任務目標 1:
依據提供文本作答：
(a) slave_skip_errors 設定在哪個函數中生效？
(b) 該函數正常情況下由哪種線程調用？
(c) 代碼中用於打開表的是哪個函數？
··· 提供文本
四、slave_skip_errors源碼生效點

這個設定在Rows_log_event::do_apply_event 函數中生效，也就是DML Event開始應用的時候生效，這是正常的SQL線程（或者Worker線程）調用的。

#ifdef HAVE_REPLICATION
  if (opt_slave_skip_errors)
    add_slave_skip_errors(opt_slave_skip_errors);
#endif
if (open_and_lock_tables(thd, rli->tables_to_lock, 0))//打開表
    {
      uint actual_error= thd->get_stmt_da()->mysql_errno();
      if (thd->is_slave_error || thd->is_fatal_error)  
      {
        if (ignored_error_code(actual_error)) //這裡受到 slave_skip_errors 參數控制 ignored_error_code會将slave_skip_errors的參數設定讀取出來
        {
          if (log_warnings > 1)
······
··· 記錄資料
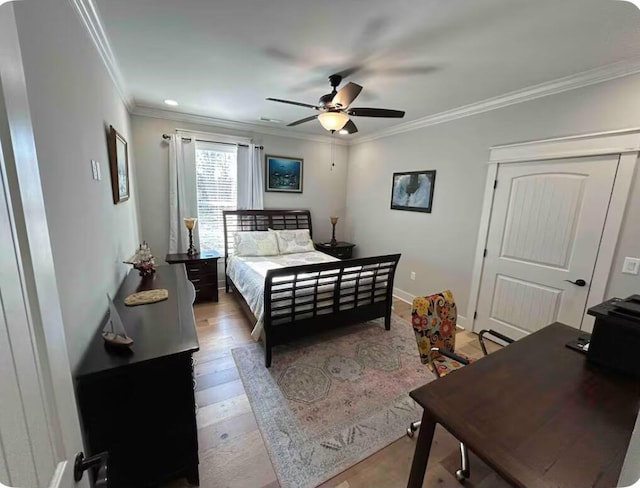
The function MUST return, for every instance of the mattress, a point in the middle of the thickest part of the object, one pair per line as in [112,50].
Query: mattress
[248,275]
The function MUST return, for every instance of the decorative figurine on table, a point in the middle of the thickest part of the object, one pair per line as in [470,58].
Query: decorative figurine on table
[143,260]
[190,223]
[334,221]
[114,333]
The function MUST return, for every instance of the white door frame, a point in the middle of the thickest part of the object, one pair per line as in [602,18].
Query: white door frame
[625,143]
[31,240]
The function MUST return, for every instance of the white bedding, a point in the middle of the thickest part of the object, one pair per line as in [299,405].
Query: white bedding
[249,273]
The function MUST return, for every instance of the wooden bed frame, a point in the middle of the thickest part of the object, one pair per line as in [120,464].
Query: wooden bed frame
[301,300]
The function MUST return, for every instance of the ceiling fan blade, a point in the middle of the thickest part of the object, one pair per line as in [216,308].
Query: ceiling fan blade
[292,103]
[376,112]
[350,127]
[302,121]
[346,95]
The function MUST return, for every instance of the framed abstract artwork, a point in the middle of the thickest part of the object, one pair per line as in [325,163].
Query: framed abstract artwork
[283,174]
[413,191]
[119,165]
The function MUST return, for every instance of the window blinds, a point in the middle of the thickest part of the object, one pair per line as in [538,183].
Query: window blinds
[217,183]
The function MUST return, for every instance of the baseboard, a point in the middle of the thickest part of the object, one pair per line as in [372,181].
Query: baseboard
[462,322]
[406,297]
[403,296]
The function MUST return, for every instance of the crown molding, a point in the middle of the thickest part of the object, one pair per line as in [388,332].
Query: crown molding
[90,18]
[231,124]
[88,13]
[567,83]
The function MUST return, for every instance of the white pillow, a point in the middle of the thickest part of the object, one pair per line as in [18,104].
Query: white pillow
[256,243]
[294,241]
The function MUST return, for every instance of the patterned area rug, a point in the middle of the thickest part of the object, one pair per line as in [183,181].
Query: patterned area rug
[331,400]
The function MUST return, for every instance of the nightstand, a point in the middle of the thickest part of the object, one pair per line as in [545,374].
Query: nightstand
[202,271]
[342,250]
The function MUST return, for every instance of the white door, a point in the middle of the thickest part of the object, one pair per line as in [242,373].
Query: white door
[545,229]
[39,428]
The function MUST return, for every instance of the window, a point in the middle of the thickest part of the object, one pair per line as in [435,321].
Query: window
[217,183]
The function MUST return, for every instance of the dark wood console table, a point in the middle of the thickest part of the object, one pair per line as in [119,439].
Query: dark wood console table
[536,412]
[139,406]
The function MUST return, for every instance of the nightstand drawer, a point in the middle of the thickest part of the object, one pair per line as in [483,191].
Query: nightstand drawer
[342,250]
[202,279]
[202,271]
[205,293]
[200,268]
[343,253]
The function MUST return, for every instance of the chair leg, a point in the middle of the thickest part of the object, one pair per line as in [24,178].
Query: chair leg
[413,426]
[463,473]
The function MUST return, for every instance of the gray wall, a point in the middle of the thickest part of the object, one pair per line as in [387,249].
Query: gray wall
[72,102]
[440,246]
[323,189]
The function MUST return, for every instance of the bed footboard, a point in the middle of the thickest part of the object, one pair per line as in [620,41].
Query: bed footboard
[300,300]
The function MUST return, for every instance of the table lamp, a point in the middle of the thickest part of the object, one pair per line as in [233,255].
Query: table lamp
[190,223]
[334,221]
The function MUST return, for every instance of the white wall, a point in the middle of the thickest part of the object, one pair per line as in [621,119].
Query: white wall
[323,189]
[73,102]
[631,468]
[440,246]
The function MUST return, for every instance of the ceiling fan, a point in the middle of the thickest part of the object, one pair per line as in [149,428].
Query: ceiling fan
[335,110]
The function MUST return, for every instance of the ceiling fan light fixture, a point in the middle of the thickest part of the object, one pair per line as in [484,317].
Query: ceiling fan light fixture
[333,120]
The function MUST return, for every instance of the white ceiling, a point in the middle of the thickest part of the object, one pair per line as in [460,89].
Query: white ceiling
[222,58]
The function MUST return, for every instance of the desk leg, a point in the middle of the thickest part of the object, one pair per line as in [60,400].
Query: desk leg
[421,454]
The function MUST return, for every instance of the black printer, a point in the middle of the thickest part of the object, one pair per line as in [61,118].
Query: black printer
[615,341]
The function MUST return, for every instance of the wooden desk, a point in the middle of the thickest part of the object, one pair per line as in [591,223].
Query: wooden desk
[536,412]
[139,405]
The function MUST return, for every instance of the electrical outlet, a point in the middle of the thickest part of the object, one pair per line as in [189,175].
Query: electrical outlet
[631,266]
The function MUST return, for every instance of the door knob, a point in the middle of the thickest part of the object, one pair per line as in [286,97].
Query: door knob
[97,463]
[577,282]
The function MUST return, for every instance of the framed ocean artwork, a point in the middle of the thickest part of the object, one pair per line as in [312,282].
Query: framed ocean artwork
[413,191]
[283,174]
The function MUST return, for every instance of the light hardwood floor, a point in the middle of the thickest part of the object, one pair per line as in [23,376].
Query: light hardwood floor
······
任務目標 2:
僅重寫清單中從包含「The function MUST return, for every instance of the door」的那一行起至清單末尾的各行，將「door knob」全部替換為「door handle」，其餘內容一律不變。

任務解答 1:
(a) Rows_log_event::do_apply_event
(b) SQL線程（或者Worker線程）
(c) open_and_lock_tables

任務解答 2:
The function MUST return, for every instance of the door handle, a point in the middle of the thickest part of the object, one pair per line as in [286,97].
Query: door handle
[97,463]
[577,282]
The function MUST return, for every instance of the framed ocean artwork, a point in the middle of the thickest part of the object, one pair per line as in [312,282].
Query: framed ocean artwork
[413,191]
[283,174]
The function MUST return, for every instance of the light hardwood floor, a point in the middle of the thickest part of the object, one pair per line as in [23,376].
Query: light hardwood floor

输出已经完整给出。